Step 3) Transform Your Operations With Continuous improvement
Continuous improvement in the digital age relies on real-time operational inputs. When you’re able to collect and analyze real-time data at every point during the manufacturing process, optimization is suddenly baked in.
These real-time inputs offer powerful insights into work and allow you to turn those insights into actionable steps.
It’s about having the analytics you need to create systems and processes that are both predictive and prescriptive.
It’s about addressing your factory’s needs today and in the future.
Remember the investment you made to equip your workers with modern digital tools? This is where it starts to pay off. Your ROI won’t know what hit it.
Not All Digital Solutions Are Created Equal
Many experts agree that digitization is a bridge to the future of manufacturing, but not everyone agrees about what that bridge looks like. There are plenty of digital tools available to your factory; each technology features pros and cons, and not every tool is worth the expense or even integral to your success.
- Mobile or Web-Based Apps offer an effective way to integrate, organize and manage operational assets. However, too often they are stand-alone applications that offer minimal data capture capabilities and can be costly to keep updated.
- App Builders can be a useful way to tailor your web-based apps to your factory’s specific infrastructure, provided someone on your team is dedicated to working with IT.
- Work Execution Tools allow manufacturing operations to organize, complete and track tasks. Because they exist outside your operation’s knowledge base, efficiencies they bring to your workflow may be compromised or incomplete.
- Knowledge Base Tools can simplify the sharing of best practices across operations. However, they too can suffer from isolation issues. Tribal knowledge and absent task functionality (and vice versa), can lead to confusion and make it difficult to drive process improvements.
- Remote Expert Technologies offer an efficient means of improving real-time communications and collaboration capabilities. Yet again, they also run the risk of spreading tribal knowledge and being disconnected from integrated workflows.
The truth is all of these functionalities will be required to connect your workers and achieve operational excellence. The key is not to settle (or exhaust your budget) on any single ad hoc tool that only delivers part of what you need. It’s about creating an approach that encompasses all of the solutions you’ll need to maximize efficiency, improve worker safety and create a higher standard of production quality.
Conclusion: Advancing Manufacturing Forward
Technology and manufacturing have always been linked, none more so than today. Lean manufacturing these days depends on increased levels of automation that lessen the need for manual work by integrating every step in the production process. In today’s hyper competitive economy, it’s the best way to effectively reduce waste without sacrificing productivity.
Connected work represents a new way of managing factories, one that accelerates the migration away from linear, paper-based procedures toward dynamic, interconnected systems. It fosters continuous improvement by strengthening compliance monitoring and supplying the prescriptive and predictive analytics operational excellence demands. It increases efficiency, reduces slack and boosts productivity at an industrial scale.
But, really, it’s about people. Connected work improves workforce communication and facilitates real-time collaboration. It gives workers, on and off the factory floor, the information they need to be change agents and problem-solvers. It protects worker safety, which is the biggest benefit of all.
Frontline workers, plant managers, C-suite executives – everyone connected to your manufacturing operation stands to gain from a process that transforms how work gets done. Operational excellence is the destination. Connected work is the bridge that can take you there.

[Source data]
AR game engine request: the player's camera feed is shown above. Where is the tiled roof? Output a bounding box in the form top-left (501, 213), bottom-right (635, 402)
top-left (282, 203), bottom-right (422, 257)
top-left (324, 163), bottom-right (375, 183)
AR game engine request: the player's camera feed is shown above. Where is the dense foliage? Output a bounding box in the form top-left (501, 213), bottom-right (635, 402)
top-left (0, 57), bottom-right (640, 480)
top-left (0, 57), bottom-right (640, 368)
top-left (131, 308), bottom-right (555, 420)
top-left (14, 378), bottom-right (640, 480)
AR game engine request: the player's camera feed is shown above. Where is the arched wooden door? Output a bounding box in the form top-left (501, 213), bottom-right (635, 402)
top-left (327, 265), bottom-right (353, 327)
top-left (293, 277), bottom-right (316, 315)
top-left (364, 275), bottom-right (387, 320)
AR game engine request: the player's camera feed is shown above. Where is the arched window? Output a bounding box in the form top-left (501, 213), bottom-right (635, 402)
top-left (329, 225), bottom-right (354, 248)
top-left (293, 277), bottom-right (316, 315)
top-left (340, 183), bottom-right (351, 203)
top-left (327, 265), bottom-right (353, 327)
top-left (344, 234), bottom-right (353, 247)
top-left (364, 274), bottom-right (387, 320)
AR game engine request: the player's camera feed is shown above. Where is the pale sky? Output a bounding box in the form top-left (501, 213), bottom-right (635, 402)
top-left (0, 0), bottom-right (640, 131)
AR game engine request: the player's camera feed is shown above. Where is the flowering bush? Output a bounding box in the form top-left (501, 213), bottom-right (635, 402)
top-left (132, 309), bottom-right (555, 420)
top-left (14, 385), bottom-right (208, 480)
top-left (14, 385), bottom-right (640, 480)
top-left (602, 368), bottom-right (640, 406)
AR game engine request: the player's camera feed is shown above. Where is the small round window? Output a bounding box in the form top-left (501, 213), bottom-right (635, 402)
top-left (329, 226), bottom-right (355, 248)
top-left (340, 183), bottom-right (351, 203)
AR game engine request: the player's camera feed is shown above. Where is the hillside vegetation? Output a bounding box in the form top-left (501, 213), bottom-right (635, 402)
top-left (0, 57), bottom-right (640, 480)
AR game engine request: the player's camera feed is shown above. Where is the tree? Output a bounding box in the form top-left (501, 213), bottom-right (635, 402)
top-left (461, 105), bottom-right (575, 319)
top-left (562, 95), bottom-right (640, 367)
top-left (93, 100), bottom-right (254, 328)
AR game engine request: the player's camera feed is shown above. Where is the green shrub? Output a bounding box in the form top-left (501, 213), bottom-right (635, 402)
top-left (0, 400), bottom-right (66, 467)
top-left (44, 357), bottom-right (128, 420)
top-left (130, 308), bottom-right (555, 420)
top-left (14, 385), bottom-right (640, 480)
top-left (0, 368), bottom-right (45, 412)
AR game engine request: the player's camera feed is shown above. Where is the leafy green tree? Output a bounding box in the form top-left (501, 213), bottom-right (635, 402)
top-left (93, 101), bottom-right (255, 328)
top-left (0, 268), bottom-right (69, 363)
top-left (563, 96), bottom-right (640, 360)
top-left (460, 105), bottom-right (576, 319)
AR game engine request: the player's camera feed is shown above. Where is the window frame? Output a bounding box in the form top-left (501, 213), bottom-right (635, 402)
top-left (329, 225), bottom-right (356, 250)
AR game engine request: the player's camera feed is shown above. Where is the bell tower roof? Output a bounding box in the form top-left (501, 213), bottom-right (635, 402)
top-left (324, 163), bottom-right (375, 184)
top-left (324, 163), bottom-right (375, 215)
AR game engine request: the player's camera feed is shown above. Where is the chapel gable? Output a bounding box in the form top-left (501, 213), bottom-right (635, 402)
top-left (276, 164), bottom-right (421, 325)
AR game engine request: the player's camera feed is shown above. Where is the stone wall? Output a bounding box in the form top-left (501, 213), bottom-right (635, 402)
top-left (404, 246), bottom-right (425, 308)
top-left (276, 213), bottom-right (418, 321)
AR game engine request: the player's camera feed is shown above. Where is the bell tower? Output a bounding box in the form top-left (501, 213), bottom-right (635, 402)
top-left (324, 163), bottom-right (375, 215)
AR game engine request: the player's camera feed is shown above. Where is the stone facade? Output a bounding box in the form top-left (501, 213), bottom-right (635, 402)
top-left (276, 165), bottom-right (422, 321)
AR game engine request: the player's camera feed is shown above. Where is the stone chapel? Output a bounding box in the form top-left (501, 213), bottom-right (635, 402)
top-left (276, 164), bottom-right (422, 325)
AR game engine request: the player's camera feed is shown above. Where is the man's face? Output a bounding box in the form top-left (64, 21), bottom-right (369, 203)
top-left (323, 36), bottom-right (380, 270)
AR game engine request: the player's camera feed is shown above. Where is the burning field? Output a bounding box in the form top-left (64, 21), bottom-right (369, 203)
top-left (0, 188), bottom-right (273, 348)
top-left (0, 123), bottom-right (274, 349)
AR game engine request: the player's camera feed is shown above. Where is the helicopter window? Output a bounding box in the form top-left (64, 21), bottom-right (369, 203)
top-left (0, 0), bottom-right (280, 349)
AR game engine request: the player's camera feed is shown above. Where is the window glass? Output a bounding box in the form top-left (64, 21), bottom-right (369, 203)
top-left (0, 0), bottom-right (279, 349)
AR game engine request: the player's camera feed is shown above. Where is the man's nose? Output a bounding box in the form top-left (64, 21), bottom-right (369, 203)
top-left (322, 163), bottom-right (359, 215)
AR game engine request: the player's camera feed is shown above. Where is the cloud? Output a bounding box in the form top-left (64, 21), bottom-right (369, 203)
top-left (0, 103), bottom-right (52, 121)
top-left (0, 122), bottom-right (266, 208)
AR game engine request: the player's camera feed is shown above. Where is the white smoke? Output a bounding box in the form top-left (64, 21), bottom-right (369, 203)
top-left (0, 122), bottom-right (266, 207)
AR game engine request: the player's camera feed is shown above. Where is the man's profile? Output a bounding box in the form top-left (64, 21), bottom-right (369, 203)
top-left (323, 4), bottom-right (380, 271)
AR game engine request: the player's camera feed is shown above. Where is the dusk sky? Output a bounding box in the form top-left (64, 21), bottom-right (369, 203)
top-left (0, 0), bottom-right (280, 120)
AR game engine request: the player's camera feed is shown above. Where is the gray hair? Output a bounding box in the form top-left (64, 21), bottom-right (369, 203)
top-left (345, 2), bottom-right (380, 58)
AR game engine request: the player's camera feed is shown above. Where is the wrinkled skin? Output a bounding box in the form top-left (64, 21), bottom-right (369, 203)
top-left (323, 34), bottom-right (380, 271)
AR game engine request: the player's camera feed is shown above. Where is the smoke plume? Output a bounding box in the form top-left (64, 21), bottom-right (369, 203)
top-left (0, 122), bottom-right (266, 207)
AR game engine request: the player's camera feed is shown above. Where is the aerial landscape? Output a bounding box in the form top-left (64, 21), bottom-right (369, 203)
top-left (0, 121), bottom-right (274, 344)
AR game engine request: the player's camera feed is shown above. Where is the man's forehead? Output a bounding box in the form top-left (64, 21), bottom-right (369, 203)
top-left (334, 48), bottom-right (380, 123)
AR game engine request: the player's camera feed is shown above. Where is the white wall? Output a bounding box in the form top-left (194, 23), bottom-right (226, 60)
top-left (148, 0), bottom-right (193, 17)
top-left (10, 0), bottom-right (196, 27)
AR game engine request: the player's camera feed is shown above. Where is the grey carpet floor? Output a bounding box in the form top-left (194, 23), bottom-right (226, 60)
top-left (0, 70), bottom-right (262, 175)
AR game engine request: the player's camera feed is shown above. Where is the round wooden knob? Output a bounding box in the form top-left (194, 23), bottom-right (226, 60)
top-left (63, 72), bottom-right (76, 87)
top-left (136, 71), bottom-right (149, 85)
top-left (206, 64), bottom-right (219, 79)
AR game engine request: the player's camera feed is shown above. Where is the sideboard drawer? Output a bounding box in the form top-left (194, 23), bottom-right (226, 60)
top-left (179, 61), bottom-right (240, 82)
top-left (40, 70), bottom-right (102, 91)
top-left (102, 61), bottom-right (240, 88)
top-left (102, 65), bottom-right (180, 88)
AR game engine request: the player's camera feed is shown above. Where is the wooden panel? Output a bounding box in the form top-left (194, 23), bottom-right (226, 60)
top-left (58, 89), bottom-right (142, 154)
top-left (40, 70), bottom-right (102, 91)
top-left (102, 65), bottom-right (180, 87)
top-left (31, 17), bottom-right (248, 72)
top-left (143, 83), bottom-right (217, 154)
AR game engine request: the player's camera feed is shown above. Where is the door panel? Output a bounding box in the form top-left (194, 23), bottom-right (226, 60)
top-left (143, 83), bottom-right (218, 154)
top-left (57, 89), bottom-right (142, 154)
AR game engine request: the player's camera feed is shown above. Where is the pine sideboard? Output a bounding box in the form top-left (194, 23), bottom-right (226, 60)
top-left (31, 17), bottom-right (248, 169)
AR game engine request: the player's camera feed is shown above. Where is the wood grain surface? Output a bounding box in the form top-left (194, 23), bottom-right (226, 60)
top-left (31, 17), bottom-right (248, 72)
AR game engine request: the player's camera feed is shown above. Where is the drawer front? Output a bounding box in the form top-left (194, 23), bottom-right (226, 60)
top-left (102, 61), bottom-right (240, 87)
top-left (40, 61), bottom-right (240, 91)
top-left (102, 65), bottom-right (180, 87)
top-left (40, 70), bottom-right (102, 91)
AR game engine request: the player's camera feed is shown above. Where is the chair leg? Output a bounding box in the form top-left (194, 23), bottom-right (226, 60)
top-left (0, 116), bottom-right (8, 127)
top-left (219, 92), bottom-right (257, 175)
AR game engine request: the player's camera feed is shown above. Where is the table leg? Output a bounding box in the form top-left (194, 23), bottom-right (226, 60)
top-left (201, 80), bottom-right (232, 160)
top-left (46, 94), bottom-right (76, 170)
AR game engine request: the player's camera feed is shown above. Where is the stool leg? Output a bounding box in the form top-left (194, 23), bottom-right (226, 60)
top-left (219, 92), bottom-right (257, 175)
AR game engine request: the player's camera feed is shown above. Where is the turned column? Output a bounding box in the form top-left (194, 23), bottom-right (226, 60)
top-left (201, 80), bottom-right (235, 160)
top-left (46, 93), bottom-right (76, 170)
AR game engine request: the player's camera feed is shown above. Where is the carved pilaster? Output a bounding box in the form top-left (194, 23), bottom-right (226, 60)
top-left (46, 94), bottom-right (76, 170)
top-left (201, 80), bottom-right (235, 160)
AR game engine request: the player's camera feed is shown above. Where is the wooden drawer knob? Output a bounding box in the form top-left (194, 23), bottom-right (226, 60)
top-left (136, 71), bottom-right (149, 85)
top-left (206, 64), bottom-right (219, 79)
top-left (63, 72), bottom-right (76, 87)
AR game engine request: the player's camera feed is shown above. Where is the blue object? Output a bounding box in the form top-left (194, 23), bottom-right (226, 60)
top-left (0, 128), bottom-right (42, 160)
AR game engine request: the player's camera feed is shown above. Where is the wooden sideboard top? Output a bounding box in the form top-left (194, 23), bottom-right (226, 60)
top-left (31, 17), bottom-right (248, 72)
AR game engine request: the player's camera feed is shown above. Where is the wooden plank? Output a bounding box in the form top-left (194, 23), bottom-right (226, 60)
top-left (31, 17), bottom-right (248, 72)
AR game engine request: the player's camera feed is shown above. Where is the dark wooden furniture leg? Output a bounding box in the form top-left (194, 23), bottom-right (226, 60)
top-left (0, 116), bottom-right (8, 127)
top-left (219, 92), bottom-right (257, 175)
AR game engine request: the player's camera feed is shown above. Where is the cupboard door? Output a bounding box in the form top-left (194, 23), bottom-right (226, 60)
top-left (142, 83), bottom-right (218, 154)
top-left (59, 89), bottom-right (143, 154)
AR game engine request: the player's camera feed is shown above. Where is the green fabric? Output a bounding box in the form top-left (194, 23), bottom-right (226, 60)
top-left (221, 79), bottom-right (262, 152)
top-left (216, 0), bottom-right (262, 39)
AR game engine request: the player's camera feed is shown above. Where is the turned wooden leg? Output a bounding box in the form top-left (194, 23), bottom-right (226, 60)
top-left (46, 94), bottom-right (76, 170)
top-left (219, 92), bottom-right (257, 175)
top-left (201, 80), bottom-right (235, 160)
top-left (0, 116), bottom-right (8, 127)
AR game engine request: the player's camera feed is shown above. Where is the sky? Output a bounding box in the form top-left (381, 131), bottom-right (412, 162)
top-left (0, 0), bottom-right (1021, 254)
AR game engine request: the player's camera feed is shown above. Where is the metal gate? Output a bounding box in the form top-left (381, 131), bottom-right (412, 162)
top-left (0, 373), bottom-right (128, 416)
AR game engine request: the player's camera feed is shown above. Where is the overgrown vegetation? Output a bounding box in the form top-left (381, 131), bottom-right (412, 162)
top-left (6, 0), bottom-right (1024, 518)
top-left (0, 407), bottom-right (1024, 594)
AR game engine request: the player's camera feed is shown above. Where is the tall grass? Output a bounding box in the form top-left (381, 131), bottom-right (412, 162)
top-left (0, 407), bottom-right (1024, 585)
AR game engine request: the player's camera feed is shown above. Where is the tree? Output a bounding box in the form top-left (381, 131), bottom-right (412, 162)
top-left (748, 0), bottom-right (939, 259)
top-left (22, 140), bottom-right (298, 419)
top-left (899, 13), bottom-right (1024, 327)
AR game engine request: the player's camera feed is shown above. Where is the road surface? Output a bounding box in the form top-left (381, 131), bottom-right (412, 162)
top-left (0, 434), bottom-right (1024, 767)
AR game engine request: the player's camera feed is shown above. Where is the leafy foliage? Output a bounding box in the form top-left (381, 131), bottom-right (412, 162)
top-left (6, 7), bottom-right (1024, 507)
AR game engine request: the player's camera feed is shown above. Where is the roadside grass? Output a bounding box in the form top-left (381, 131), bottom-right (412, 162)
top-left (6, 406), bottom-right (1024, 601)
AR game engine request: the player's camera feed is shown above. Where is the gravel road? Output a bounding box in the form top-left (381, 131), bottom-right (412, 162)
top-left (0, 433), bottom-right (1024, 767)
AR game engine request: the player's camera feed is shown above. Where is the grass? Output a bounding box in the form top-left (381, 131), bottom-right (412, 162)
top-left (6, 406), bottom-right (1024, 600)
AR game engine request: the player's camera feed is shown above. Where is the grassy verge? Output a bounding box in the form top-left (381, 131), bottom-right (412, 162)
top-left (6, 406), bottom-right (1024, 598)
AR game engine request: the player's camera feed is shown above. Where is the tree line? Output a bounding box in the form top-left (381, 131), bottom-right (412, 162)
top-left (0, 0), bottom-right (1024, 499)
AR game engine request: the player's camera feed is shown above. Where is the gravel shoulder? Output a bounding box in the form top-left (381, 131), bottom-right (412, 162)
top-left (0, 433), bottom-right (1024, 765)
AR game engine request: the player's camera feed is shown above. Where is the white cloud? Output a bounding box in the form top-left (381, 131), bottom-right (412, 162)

WORK ITEM A
Answer these questions from the manufacturing passage.
(i) What does continuous improvement in the digital age rely on?
(ii) On what condition can App Builders be a useful way to tailor web-based apps?
(iii) What does the passage name as the biggest benefit of all?
WORK ITEM B
Copy from the manufacturing passage the part that opens with the words containing "- App Builders" and closes with "working with IT.".
Work from the manufacturing passage alone.

WORKED SOLUTION A
(i) Real-time operational inputs.
(ii) Someone on your team must be dedicated to working with IT.
(iii) Protecting worker safety.

WORKED SOLUTION B
- App Builders can be a useful way to tailor your web-based apps to your factory’s specific infrastructure, provided someone on your team is dedicated to working with IT.